Brief:
Locate each line in the records below that contains the word "Outline", and copy those lines in full.

Dataset excerpts:
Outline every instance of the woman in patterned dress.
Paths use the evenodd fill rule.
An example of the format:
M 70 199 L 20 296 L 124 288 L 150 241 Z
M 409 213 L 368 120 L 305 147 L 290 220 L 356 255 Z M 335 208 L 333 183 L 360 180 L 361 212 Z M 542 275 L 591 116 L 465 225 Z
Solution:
==
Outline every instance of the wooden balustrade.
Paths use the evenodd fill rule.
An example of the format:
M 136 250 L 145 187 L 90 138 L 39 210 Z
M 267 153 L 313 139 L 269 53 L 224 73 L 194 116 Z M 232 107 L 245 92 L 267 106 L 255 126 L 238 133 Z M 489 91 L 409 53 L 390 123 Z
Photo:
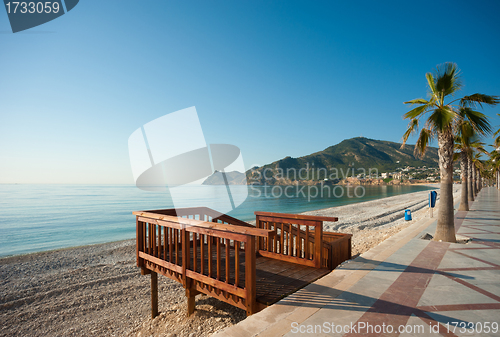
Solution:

Task response:
Outline every instance of the woman in patterned dress.
Outline every instance of the wooden balustrade.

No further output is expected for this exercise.